- Exercise requirements -
(a) Reproduce, word for word, the part of the Facebook advertising text from "What’s next for" to "what you think.".
(b) Carry on writing the Facebook advertising text, starting after its final sentence.

Facebook has several types of advertising in its mobile feed. Another popular one is the “unpublished post ad.” It is so named because it hasn’t been published yet anywhere else on Facebook (on a fan page, for example), and it’s designed to reach new users. In April, Facebook allowed these ads to start running in the news feed, and they take up the the whole screen. Facebook does not break down the revenue it gets from its various ad units. But Kenshoo’s Goldstein says he’d be “surprised if it’s not as big, if not bigger than app install.”
What’s next for Facebook? The social network’s expected to introduce video advertising into news feeds now that its Instagram service has launched video streaming. Some insiders expect this to happen later this summer, though there’s been no official word. Another thing Facebook can do, but hasn’t yet, is target ads to you based on your location: Say you’re shopping online, and see a table on Target.com. Facebook has the technology to target ads to your phone as you walk by a Target store, due to the cookies it has dropped on your browser. Privacy concerns have given Facebook pause on launching this, however. You can find out more about Facebook advertising here. Try it out and let us know what you think.

- Listed entries -
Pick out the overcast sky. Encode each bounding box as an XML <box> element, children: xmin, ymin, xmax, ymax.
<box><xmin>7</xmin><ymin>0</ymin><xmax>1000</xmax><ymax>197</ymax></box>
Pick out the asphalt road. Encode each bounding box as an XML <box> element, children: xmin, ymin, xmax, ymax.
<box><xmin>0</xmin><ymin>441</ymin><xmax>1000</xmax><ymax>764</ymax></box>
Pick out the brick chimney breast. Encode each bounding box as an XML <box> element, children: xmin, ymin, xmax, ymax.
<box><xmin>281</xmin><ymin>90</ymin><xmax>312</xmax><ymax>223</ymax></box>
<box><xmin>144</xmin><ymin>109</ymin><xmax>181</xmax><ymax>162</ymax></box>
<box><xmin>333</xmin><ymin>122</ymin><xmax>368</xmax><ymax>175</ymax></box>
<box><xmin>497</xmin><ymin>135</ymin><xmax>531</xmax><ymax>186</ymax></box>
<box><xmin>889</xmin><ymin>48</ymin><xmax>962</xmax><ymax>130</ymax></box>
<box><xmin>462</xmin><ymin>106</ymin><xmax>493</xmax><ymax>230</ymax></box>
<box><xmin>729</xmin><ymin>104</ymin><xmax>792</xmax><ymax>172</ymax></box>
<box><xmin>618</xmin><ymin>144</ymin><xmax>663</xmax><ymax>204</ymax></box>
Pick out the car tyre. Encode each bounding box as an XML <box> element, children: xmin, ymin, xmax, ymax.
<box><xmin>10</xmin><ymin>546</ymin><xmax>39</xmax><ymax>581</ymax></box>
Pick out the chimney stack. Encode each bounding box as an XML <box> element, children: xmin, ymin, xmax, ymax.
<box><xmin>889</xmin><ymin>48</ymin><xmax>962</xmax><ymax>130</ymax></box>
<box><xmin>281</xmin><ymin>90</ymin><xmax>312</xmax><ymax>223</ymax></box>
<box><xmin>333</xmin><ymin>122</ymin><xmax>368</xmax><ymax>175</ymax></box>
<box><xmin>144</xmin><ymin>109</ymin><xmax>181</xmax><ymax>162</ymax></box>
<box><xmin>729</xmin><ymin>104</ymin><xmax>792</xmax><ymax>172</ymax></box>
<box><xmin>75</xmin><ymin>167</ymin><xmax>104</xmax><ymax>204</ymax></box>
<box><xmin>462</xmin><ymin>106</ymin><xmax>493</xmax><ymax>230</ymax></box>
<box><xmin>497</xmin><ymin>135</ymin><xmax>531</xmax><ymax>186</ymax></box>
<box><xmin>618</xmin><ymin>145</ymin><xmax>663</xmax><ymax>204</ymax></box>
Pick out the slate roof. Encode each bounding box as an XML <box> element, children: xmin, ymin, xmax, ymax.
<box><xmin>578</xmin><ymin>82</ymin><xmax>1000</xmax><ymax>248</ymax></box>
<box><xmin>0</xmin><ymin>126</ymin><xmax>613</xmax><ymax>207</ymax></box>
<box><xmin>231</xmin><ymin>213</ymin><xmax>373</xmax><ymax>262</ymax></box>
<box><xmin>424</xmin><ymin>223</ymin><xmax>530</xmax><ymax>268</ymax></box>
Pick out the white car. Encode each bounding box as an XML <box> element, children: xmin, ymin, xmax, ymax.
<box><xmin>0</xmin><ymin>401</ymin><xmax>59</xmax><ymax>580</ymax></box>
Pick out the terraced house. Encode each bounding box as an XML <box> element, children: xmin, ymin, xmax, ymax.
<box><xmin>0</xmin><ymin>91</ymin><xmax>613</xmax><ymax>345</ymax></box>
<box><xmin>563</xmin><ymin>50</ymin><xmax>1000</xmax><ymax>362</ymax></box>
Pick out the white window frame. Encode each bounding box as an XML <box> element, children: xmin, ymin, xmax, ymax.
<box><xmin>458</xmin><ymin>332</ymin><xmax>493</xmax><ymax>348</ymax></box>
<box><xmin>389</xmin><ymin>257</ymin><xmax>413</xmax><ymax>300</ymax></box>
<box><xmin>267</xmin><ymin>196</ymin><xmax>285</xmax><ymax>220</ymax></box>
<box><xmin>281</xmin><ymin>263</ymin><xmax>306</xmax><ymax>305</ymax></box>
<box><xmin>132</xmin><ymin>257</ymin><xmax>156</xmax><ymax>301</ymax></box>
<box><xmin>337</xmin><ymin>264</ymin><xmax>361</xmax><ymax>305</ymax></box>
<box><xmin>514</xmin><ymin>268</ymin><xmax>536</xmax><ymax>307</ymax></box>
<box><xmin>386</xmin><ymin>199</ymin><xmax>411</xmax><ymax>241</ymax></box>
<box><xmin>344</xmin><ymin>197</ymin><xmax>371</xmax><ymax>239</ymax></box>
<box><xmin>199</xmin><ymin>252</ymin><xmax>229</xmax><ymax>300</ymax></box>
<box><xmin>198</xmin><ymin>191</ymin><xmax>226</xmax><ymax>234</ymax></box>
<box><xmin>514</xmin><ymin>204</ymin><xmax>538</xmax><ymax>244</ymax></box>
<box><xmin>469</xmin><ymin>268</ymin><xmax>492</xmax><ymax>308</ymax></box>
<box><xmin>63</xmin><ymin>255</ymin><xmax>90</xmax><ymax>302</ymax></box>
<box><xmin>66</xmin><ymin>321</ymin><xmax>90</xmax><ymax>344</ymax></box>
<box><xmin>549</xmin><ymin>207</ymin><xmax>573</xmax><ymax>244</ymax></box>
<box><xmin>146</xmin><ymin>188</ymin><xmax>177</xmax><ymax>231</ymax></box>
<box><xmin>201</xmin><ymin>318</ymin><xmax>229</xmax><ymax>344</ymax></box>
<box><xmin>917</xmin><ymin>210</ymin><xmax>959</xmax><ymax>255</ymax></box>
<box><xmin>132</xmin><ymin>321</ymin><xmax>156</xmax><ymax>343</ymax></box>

- Answers to each task -
(a)
What’s next for Facebook? The social network’s expected to introduce video advertising into news feeds now that its Instagram service has launched video streaming. Some insiders expect this to happen later this summer, though there’s been no official word. Another thing Facebook can do, but hasn’t yet, is target ads to you based on your location: Say you’re shopping online, and see a table on Target.com. Facebook has the technology to target ads to your phone as you walk by a Target store, due to the cookies it has dropped on your browser. Privacy concerns have given Facebook pause on launching this, however. You can find out more about Facebook advertising here. Try it out and let us know what you think.

(b)
YouTube is the next largest publisher in mobile advertising after Facebook, boasting an estimated $300 million to $350 million per quarter. YouTube is driving growth to Google’s mobile display business, and is a nice addition to Google’s overall strength in search.
YouTube has come on strong over the last six months, tripling revenue in that period alone. The activity stems from Apple’s decision last year to drop YouTube as a featured application in its iPhones and iPads. That drove Google to launch YouTube as a standalone app for iOS in September, which ironically paved the way for super advertising growth. Apple had prohibited YouTube from showing flash ads in the native iOS version of the app.
Only eight months after the release, YouTube is the fourth most popular free iPhone app. It’s the most popular nongaming app for iOS, according to analytics firm Distimo. On Google’s Android OS, YouTube is featured prominently, and the standalone app in the Google Play store has been downloaded more than 100 million times. Moreover, YouTube’s mobile future looks secure: Studies show that younger generations continuing to watch more video on their smartphones. You can find out more about YouTube advertising here. Try it out and let us know what you think.
Pandora is third in the pecking order among publishers in mobile advertising. Pandora offers the most popular music sreaming service in the U.S. and has gained terrific mass by virtue of being the first player to market. Pandora launched in 2000, and so was already a mature company when the iOS and Android platforms emerged. It pounced, and instantly became a top-selling app on those platforms.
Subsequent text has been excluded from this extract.